# Exercise data:
-- Opening Marker --
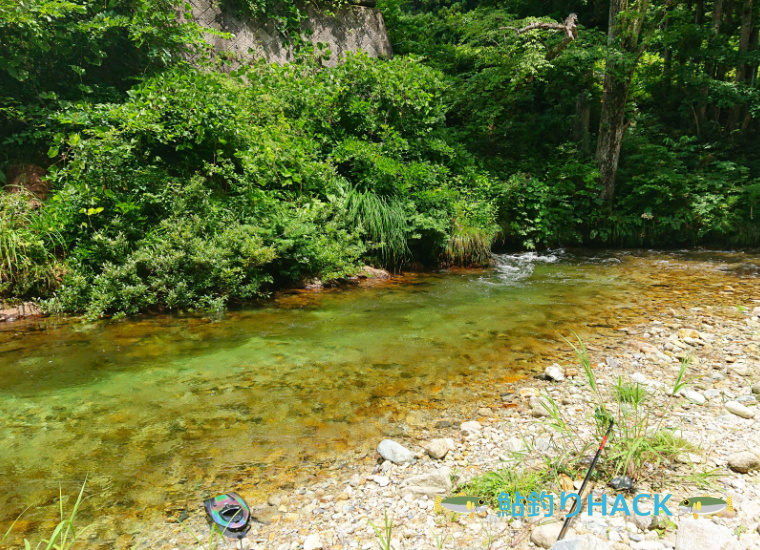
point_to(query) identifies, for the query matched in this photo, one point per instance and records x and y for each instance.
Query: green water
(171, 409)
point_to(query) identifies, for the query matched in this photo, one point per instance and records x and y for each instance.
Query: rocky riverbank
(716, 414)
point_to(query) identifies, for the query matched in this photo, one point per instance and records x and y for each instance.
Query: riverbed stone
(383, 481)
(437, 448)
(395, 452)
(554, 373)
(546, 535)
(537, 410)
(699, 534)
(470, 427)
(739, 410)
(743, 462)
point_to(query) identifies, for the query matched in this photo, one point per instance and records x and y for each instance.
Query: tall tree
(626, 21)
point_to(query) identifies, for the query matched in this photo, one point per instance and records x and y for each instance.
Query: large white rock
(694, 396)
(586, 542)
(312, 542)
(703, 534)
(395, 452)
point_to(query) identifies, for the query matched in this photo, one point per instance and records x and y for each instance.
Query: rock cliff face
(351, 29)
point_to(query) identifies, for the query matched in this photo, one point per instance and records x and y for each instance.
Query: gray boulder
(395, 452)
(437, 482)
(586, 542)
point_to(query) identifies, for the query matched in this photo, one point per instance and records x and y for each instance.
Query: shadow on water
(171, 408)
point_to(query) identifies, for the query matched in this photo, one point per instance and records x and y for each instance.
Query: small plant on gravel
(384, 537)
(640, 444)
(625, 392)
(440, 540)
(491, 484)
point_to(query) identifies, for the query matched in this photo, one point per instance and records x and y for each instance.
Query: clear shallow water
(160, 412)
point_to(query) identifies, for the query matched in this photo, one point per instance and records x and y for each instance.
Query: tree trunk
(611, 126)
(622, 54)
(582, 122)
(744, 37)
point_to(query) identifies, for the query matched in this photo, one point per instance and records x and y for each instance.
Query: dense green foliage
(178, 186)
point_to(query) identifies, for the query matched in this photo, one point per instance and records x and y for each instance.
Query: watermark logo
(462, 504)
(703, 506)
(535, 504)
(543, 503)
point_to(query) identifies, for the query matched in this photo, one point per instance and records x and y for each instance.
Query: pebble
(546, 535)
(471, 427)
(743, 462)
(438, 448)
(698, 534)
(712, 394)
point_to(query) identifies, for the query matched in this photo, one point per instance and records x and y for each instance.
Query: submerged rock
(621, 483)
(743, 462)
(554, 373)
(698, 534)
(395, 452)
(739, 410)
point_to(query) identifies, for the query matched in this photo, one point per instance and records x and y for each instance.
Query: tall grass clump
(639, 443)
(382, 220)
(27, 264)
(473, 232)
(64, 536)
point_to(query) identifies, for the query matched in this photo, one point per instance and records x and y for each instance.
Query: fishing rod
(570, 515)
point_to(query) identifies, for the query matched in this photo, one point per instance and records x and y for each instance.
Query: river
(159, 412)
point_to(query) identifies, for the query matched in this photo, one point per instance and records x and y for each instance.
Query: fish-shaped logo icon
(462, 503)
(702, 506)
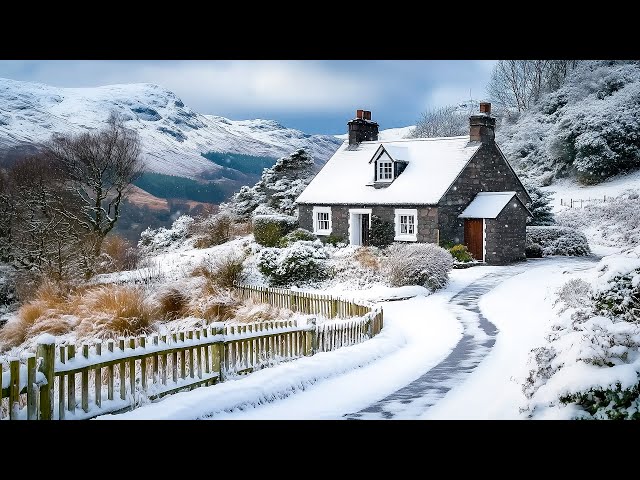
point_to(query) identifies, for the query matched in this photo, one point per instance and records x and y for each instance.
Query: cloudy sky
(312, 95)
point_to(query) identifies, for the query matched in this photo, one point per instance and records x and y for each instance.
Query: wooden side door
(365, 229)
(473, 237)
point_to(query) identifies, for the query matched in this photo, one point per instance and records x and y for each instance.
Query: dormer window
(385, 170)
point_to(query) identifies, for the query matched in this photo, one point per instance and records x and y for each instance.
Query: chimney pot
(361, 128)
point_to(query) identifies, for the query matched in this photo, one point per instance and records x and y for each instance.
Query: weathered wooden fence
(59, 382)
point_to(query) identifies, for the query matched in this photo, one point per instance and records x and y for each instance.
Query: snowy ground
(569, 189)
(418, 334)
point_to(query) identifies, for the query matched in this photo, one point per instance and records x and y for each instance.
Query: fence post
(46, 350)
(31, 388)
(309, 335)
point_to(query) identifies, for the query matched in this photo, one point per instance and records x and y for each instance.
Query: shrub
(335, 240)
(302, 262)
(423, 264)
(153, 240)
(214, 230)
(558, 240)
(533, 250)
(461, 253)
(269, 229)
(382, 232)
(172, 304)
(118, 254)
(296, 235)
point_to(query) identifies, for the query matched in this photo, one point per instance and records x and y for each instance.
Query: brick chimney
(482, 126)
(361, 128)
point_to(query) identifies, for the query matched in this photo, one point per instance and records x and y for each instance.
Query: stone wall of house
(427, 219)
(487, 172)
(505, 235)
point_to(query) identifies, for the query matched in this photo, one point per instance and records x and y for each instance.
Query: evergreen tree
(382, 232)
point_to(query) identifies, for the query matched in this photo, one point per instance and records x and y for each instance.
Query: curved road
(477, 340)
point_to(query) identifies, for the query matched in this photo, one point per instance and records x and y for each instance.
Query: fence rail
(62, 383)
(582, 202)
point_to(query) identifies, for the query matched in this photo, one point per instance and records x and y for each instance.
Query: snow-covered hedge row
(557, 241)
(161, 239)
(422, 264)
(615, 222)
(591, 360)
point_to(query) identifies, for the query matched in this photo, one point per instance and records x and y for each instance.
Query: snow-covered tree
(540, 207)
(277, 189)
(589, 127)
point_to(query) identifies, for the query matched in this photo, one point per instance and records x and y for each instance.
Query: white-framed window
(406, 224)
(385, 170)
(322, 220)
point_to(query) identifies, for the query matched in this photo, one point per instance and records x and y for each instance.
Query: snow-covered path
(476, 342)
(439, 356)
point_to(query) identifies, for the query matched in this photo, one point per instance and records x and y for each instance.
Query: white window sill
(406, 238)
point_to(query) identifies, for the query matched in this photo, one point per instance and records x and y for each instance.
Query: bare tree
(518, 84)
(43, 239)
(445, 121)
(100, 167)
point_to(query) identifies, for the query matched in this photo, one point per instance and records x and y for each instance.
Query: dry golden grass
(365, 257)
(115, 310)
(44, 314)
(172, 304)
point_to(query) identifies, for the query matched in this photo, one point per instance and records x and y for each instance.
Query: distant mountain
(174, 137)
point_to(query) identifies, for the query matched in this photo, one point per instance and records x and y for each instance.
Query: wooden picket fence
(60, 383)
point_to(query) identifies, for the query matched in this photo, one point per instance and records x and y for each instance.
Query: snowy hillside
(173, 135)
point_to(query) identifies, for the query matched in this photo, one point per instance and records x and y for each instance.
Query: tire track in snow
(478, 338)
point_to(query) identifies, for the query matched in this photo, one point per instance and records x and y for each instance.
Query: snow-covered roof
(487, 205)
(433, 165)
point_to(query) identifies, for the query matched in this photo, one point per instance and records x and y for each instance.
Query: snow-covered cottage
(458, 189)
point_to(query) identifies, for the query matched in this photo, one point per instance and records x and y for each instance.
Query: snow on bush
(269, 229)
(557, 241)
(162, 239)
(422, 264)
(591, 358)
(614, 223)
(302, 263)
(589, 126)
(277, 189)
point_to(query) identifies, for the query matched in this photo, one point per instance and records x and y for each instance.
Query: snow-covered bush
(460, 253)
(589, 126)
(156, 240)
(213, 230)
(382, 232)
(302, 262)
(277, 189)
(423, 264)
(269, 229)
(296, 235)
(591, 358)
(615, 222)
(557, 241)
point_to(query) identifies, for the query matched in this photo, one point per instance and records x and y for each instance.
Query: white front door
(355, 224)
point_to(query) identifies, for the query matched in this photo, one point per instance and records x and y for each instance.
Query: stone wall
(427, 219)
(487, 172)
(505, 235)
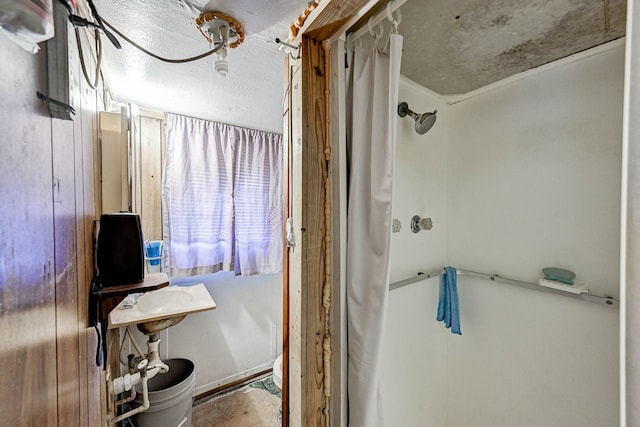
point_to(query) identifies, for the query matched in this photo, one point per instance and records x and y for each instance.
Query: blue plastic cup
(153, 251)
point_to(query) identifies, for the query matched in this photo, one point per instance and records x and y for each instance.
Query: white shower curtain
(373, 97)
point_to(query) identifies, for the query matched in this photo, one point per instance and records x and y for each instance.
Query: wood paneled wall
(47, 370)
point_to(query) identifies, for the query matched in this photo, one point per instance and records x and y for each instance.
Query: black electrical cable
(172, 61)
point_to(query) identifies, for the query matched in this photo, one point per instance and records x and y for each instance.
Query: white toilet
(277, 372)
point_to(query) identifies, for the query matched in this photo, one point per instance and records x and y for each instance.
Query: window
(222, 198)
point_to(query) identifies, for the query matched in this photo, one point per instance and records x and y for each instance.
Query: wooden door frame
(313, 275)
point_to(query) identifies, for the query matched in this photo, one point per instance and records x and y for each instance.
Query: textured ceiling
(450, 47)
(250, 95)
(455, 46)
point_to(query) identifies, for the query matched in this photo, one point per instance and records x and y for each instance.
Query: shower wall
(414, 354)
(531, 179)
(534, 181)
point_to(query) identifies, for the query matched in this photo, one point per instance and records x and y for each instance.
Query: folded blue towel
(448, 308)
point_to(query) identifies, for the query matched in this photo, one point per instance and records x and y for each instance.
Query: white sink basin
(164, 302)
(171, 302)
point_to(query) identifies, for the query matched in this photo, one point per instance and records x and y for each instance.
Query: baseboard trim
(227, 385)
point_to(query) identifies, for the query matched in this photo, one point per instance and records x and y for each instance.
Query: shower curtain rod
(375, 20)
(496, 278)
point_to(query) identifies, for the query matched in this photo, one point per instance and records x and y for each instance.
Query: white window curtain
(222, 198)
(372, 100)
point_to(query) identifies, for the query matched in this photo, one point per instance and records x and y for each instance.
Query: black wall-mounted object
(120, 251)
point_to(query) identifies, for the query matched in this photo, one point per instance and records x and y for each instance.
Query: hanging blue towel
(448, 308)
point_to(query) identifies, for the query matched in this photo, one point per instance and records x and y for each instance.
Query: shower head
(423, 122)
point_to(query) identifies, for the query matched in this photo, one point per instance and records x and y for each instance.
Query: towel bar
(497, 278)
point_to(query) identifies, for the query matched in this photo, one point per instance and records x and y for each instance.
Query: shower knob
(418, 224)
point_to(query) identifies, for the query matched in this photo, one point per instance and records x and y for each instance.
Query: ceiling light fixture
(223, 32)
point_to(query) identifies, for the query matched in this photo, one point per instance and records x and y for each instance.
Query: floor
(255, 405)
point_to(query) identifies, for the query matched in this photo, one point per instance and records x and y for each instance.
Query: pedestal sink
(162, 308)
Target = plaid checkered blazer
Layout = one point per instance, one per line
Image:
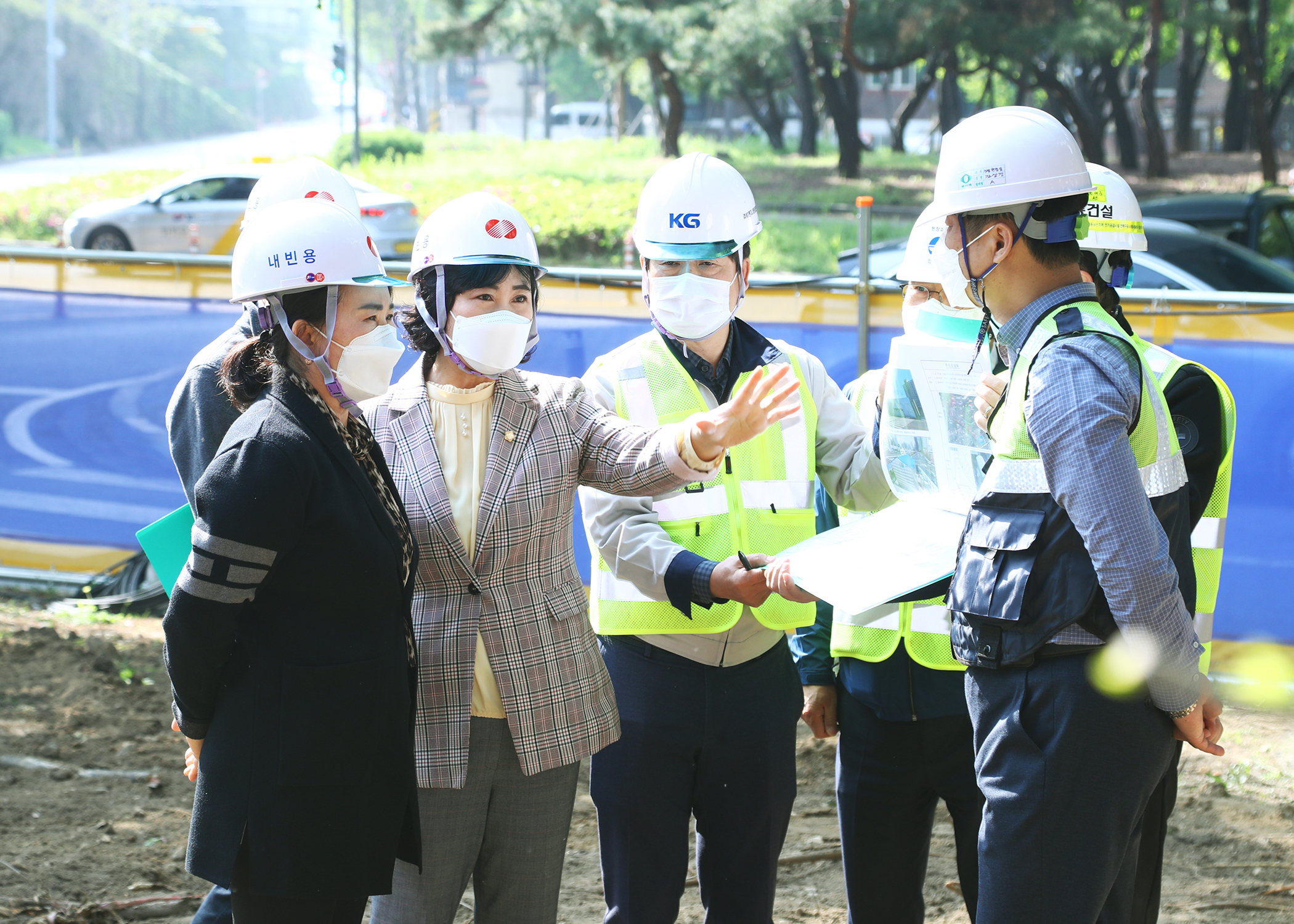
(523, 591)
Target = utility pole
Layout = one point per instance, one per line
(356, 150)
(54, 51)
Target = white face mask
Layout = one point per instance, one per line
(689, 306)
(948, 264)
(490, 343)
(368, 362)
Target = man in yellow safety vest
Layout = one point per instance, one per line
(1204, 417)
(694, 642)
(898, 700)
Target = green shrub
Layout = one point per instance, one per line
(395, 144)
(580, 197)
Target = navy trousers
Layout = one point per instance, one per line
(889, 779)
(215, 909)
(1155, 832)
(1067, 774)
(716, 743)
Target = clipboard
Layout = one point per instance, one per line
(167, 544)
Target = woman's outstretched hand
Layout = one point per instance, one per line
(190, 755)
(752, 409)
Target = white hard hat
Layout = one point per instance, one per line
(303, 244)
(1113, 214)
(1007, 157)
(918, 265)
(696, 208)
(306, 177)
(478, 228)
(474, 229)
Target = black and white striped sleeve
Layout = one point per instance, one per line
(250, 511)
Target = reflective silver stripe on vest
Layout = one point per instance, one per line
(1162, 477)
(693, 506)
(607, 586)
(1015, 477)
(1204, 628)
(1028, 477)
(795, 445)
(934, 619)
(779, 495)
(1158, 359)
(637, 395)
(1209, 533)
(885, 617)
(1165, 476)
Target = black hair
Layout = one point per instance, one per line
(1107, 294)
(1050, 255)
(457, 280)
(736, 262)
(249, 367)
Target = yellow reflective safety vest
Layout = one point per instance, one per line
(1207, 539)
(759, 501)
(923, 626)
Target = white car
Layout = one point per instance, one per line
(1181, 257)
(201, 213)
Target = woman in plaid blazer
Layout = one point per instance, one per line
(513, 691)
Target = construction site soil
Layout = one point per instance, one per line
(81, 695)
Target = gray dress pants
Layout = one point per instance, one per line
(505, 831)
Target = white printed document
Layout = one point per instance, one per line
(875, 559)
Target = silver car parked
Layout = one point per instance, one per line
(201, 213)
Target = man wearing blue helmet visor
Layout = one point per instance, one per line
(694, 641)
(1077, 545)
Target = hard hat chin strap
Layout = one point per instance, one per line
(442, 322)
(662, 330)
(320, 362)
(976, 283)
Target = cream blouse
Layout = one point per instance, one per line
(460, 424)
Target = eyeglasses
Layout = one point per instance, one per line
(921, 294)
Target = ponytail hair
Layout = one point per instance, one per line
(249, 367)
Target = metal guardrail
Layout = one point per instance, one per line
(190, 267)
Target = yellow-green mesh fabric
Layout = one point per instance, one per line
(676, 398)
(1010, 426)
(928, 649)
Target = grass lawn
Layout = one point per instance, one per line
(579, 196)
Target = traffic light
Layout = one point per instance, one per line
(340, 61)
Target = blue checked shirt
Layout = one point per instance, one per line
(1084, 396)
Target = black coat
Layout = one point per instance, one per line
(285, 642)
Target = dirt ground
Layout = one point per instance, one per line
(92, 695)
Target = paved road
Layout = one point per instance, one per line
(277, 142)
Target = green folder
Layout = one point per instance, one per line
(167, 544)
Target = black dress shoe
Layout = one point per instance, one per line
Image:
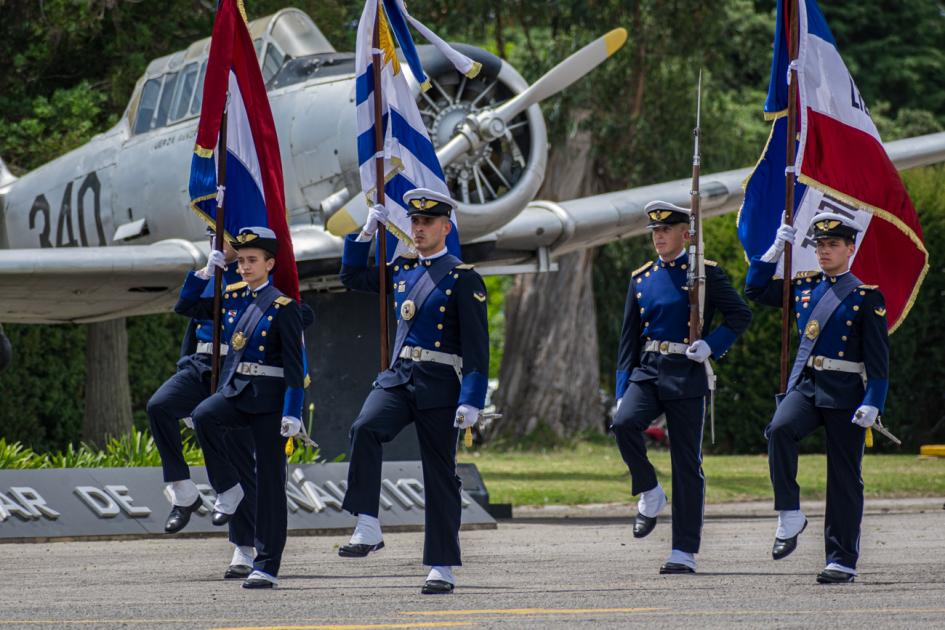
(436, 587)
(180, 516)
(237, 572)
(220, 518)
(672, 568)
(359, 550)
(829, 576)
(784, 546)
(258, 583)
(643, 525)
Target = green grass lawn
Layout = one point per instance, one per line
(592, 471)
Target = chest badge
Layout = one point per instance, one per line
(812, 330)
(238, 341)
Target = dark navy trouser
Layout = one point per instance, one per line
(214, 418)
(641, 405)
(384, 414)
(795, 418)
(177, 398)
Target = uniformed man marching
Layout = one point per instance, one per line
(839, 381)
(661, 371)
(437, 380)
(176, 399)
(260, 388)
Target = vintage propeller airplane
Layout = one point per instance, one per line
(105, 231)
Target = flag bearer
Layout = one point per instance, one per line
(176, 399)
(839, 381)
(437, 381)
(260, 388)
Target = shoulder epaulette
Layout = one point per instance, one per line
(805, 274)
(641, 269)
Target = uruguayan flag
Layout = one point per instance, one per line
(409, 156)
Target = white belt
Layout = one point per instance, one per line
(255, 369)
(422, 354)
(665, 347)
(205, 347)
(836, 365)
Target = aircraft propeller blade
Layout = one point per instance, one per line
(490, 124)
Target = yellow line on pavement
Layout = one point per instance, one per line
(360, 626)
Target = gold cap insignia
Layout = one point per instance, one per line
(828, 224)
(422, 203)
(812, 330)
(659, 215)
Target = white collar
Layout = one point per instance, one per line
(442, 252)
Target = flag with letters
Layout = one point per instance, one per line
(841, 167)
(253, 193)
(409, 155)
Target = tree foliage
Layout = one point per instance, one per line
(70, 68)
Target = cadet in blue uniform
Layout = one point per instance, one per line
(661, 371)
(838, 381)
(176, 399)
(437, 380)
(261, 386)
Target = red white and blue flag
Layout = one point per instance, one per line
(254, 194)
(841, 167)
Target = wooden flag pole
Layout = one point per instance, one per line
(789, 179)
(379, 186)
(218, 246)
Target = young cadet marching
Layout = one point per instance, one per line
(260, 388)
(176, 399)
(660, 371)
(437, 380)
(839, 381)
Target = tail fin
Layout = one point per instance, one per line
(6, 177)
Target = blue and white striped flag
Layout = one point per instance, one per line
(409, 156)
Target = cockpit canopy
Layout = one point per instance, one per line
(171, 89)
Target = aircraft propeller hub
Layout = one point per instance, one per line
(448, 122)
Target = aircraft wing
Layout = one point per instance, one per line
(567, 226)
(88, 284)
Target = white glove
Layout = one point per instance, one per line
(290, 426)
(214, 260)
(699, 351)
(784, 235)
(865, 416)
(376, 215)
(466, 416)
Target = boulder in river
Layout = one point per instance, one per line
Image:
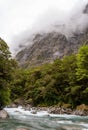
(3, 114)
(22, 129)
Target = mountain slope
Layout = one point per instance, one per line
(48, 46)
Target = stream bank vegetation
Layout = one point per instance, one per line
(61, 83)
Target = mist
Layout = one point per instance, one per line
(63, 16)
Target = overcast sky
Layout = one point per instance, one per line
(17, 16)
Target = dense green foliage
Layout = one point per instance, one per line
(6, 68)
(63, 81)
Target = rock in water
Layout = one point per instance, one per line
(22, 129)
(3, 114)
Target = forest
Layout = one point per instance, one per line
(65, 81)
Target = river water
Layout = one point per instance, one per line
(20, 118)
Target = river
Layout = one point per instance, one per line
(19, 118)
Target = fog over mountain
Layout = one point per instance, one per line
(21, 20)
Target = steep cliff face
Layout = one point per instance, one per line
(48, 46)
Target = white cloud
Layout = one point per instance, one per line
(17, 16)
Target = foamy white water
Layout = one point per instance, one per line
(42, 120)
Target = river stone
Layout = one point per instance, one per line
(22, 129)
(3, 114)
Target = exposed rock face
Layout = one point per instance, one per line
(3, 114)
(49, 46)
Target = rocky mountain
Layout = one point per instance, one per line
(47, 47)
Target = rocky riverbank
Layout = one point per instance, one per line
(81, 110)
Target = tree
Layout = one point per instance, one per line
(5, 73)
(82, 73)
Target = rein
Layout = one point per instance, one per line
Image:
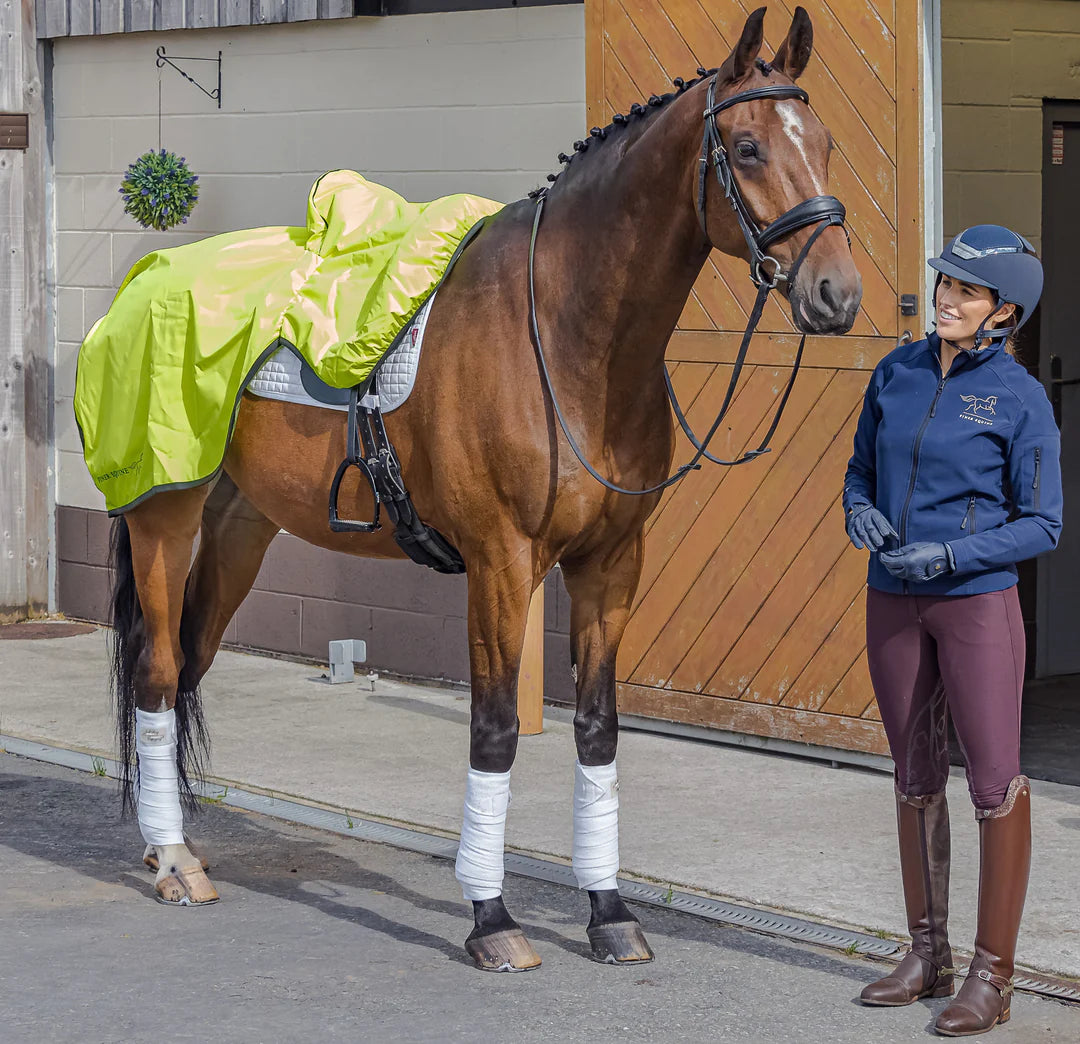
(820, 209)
-- Closing Marker --
Out of the entries, report each line that contains the word "reflective".

Target = reflective silver stripe on vest
Target = yellow reflective safety vest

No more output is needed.